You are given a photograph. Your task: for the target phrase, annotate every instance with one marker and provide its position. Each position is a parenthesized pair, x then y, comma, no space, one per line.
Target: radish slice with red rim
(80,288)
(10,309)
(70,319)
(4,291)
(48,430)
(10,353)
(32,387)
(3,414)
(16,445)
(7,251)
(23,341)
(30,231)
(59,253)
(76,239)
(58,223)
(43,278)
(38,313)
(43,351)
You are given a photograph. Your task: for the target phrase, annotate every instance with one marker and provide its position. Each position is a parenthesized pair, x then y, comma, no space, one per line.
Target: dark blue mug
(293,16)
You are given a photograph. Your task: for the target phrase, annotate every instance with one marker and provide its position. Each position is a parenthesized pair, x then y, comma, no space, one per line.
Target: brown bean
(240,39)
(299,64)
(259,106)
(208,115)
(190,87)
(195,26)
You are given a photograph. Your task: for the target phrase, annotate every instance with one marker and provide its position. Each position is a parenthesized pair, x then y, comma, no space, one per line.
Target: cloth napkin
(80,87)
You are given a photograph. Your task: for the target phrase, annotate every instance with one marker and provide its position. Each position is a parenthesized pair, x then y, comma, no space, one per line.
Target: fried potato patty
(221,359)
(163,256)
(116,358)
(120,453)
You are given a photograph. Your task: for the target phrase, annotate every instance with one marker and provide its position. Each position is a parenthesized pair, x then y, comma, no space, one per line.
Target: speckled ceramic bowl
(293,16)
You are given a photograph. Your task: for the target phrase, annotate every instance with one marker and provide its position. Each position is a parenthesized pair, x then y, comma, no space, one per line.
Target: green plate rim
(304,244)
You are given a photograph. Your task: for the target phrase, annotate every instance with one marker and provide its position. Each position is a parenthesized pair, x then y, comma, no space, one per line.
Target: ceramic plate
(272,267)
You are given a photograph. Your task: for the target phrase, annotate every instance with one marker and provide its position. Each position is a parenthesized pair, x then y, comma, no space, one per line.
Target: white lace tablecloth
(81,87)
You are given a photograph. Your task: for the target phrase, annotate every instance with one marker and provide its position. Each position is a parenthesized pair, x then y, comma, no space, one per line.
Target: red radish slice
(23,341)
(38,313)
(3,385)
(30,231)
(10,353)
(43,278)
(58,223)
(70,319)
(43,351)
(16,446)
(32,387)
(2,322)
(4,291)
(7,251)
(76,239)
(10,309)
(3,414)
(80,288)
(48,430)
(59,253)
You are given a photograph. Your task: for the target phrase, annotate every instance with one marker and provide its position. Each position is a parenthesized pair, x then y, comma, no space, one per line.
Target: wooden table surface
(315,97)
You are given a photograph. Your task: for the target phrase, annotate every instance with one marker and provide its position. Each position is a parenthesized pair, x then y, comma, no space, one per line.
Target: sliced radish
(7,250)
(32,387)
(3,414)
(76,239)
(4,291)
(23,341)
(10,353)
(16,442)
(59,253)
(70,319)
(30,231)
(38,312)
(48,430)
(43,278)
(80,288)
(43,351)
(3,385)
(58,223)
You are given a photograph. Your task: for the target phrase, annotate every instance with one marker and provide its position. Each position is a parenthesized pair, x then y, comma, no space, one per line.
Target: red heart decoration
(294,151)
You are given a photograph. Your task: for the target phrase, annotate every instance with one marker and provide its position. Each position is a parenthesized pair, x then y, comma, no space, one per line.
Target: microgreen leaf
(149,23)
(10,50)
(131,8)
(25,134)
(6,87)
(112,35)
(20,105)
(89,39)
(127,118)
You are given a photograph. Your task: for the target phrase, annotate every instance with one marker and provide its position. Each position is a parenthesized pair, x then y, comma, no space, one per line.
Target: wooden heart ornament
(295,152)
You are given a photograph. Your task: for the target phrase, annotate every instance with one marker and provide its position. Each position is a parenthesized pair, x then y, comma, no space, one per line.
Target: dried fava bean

## Work instruction
The response should consist of the entries, retyped exactly and in full.

## Reply
You are given a photograph. Your task: for the target phrase, annotate every instance with one marker and provide its position. Each position is a parenthesized pair, x then y, comma, no space, one per line.
Target: radish slice with red rim
(80,288)
(10,309)
(70,319)
(4,291)
(48,430)
(10,353)
(32,387)
(3,414)
(16,445)
(7,251)
(23,341)
(30,231)
(59,253)
(76,239)
(58,223)
(43,278)
(38,313)
(43,351)
You are given a photograph. Your task: for the target phrase, annotate every instance with one marker and provide its position. Each position is a parenthesized pair, x then y, comma, no space, one per line.
Target: dark blue mug
(293,16)
You are given a photograph. Your task: for the target phrase, annotate every instance with one marker and provide its position. Each position is a parenthesized pair, x then y, comma, no space, one per line.
Target: brown bean
(240,39)
(299,64)
(259,106)
(208,115)
(190,87)
(195,26)
You are given a photograph. Your task: for the target phrase, annotate every instance with one marker and provide its position. Each position is a parenthesized pair, x then y, comma, no space, one per line.
Target: cloth napkin
(80,87)
You are given a photograph. Your task: for the target phrase, annotate every instance with one marker and provide its position. Each position is a parenthesized pair, x then y, comma, no space, one per line.
Target: fried potato patty
(221,359)
(163,256)
(116,358)
(120,453)
You are given a photograph. Your task: for the target phrase, annotate every instance with one marker and provide its position. Each position is a parenthesized pair, x then y, comma, no space, one per line.
Target: speckled ceramic bowl
(293,16)
You are given a photograph. Your task: for the target phrase, annotate every instance with one marker and provide its position. Each position is a parenthesized pair, x then y, comma, no space, one per line.
Target: green plate rim
(304,244)
You are given a photograph. Your task: for the target phrase, annotate every instance with one marker and provide its position. Each position is a parenthesized pair, x then y, comma, no space, one per line.
Target: ceramic plate
(272,267)
You are given a photograph. Your task: for the target phrase, annotate every instance with one marker and provide its position. Each position is a parenthesized pair, x then y, comma, no space, one per line.
Target: white lace tablecloth
(81,87)
You are given a photograph. Your task: for the target phrase, annotate every instance with one marker and provide its position. Each position is a parenthesized pair, x then y, comma, no space, one per line.
Target: red radish slice
(23,341)
(38,313)
(3,385)
(30,231)
(10,353)
(43,278)
(58,223)
(70,319)
(43,351)
(16,446)
(32,387)
(2,322)
(4,291)
(7,251)
(76,239)
(10,309)
(3,414)
(80,288)
(48,430)
(59,253)
You are given a photograph. Your task: for the target phrase, annotate every instance with one marker and provide its position. Each position is a parenthesized pair, x then y, comma, no space, one per line.
Target: wooden table surface
(315,97)
You are given a photograph. Your task: for the target phrase, annotate every instance with one marker and provide its position. Each position is a parenthesized pair, x then y, comma, no space, one per line.
Target: sliced radish
(7,250)
(32,387)
(3,414)
(76,239)
(4,291)
(23,341)
(10,353)
(16,442)
(59,253)
(70,319)
(30,231)
(38,312)
(48,430)
(43,278)
(80,288)
(43,351)
(3,385)
(58,223)
You are given a photograph. Your task: for the target phrase, annotate every instance with one marker and provide its position. Each position is a parenthesized pair, x then y, comma, no space, one per line.
Target: red heart decoration
(294,151)
You are given a photograph. Your task: for the target phrase, annotate every instance with one marker and provide its position. Each position is a parenthesized pair, x then y, comma, no space, one per line.
Target: microgreen leaf
(149,23)
(10,50)
(131,8)
(25,134)
(6,87)
(112,35)
(20,105)
(89,39)
(127,118)
You are given a photograph. Your task: for the target phrase, annotate every instance with one marker and provide its position. Each position is a parenthesized pair, x then y, comma, no space, one per line.
Target: wooden heart ornament
(295,152)
You are given a photograph. Your task: for the target phrase, annotate every instance with one marker and provide its position. Each position is a parenthesized pair, x then y, comma, no space, one per line.
Target: dried fava bean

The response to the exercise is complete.